Raw data:
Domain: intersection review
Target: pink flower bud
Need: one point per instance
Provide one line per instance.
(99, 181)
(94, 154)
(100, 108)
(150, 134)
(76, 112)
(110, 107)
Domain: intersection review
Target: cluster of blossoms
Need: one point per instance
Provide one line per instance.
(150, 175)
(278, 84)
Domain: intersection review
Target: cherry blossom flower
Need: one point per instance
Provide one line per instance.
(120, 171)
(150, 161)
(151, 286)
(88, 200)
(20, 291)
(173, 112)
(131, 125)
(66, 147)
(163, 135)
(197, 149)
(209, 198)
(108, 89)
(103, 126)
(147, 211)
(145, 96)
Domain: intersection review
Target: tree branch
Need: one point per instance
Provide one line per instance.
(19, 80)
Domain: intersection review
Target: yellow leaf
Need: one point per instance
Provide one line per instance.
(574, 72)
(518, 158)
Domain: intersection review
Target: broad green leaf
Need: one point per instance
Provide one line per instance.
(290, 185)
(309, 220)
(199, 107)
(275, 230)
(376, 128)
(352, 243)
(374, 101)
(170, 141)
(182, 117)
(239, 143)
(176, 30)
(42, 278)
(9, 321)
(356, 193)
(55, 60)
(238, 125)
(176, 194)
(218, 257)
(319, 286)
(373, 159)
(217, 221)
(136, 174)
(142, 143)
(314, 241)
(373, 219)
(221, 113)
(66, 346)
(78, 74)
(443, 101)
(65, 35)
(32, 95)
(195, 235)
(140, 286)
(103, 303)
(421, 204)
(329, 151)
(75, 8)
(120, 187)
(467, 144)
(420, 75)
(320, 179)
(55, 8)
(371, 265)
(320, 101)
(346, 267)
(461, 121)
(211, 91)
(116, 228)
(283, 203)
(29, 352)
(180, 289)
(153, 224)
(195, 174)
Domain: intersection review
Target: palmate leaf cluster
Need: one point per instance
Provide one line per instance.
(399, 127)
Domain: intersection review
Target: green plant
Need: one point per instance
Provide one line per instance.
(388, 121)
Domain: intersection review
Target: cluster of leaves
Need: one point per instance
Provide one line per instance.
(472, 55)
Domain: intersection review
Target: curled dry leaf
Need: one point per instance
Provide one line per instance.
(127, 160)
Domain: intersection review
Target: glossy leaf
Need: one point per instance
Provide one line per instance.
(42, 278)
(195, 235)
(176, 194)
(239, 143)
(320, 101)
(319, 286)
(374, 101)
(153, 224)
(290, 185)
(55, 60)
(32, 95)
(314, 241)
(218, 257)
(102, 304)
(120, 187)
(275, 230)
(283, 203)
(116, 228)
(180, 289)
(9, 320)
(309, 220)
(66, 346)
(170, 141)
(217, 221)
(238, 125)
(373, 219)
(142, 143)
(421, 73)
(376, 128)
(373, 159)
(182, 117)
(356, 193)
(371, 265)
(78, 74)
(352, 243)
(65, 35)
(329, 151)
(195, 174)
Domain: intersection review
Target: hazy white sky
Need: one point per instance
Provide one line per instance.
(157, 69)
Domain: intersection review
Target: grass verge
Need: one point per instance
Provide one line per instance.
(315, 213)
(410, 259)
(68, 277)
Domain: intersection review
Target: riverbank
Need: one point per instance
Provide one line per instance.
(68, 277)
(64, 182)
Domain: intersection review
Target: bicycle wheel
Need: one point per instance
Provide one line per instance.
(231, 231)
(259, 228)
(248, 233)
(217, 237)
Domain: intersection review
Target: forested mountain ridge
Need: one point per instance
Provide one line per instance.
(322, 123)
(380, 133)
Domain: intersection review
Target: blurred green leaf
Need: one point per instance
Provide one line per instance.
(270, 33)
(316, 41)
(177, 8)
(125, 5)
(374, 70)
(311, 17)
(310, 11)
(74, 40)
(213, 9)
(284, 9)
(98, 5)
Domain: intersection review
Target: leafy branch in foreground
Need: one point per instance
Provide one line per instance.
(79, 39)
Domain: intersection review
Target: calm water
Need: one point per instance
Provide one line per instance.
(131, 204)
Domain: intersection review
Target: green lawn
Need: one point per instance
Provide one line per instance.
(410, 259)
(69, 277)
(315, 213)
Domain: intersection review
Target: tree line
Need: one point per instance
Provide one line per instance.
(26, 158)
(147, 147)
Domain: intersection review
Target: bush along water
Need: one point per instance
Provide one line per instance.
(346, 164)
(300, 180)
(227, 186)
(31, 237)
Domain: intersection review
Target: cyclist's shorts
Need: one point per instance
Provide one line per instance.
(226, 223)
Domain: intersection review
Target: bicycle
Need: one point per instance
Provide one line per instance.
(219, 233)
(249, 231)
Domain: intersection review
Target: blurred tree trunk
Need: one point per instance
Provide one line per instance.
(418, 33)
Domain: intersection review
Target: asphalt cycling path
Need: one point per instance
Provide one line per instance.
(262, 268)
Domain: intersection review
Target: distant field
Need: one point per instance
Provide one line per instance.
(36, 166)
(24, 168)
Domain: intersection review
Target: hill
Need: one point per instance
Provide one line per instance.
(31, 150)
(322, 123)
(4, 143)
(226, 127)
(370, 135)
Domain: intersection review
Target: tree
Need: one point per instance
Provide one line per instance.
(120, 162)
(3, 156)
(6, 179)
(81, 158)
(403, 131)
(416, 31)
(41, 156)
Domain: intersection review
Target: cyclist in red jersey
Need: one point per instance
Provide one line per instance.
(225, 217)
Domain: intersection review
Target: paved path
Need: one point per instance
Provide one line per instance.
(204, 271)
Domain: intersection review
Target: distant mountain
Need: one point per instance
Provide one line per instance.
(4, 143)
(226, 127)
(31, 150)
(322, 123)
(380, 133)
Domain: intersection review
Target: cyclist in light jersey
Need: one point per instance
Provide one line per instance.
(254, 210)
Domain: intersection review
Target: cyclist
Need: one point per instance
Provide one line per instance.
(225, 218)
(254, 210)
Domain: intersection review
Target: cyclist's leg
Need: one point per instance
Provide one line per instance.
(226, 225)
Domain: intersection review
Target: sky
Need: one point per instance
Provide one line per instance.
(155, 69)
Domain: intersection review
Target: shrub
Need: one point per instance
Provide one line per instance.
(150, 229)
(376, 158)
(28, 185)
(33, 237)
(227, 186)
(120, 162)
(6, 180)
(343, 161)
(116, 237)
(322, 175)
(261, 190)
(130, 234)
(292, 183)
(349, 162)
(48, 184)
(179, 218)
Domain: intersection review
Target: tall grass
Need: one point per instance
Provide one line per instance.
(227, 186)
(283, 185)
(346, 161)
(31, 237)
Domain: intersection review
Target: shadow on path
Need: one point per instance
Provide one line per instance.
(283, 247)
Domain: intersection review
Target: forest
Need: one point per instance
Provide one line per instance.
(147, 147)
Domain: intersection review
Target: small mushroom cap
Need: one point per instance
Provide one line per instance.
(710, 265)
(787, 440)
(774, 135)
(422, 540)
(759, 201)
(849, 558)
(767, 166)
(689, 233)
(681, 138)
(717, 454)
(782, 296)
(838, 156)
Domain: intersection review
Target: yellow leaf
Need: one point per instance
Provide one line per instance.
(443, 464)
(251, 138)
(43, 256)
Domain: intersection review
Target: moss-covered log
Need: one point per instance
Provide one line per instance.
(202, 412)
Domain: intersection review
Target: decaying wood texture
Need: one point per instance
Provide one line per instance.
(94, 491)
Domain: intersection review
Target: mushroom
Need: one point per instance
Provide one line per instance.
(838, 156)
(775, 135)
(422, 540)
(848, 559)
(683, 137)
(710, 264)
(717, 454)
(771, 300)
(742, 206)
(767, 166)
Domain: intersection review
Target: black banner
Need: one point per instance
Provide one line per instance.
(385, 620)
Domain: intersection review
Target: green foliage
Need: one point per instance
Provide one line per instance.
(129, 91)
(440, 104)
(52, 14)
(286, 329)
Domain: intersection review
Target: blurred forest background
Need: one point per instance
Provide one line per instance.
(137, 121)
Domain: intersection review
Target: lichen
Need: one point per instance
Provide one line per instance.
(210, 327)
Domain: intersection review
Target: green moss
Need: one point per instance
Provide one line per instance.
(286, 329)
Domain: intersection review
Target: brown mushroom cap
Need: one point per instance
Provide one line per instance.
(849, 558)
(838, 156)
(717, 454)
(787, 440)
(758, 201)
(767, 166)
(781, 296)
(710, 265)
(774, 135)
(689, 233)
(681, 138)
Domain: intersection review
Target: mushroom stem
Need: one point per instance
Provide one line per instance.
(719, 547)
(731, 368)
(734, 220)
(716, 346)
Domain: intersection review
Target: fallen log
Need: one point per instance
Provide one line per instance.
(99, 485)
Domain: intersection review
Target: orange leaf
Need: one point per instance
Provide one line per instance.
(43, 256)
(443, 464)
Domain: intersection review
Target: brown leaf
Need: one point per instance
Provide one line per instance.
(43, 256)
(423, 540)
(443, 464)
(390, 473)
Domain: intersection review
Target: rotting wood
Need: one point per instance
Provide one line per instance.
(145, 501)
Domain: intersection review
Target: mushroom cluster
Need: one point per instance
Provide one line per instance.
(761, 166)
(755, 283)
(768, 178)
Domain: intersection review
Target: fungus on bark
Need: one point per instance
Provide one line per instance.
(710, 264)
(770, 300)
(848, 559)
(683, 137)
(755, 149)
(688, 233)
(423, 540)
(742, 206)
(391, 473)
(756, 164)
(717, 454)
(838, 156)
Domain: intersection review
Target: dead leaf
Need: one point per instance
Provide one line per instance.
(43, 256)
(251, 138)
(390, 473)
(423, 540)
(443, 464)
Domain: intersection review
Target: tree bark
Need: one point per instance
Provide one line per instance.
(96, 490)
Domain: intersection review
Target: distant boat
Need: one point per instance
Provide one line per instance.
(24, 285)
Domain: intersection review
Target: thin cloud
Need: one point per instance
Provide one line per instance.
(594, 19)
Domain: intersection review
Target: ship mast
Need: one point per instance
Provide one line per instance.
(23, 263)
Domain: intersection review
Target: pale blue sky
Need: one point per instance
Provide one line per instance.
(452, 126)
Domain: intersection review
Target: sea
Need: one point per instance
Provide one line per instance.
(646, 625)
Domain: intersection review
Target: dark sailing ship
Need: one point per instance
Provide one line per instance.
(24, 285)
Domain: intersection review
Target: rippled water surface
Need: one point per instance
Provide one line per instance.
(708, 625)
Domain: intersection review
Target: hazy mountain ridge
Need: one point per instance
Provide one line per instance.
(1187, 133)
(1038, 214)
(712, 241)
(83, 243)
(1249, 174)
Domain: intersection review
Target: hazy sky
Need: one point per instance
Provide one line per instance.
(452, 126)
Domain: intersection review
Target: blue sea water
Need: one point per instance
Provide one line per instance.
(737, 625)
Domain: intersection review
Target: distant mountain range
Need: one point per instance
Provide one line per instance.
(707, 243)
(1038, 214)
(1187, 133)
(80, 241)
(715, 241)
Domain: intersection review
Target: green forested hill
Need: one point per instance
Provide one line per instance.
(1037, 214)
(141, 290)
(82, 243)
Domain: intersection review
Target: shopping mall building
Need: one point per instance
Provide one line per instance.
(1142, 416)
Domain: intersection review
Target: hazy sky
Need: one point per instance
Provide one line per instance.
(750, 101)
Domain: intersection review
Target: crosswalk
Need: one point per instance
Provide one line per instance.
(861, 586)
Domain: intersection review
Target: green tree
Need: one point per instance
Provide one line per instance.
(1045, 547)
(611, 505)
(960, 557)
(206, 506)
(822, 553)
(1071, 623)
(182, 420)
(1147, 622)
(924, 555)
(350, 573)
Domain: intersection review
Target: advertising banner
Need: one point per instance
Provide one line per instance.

Exercise directions: Show each line of the records above that contains the word "branch", reproducing every such line in full.

Complete answer:
Target: tree branch
Target: leafy branch in foreground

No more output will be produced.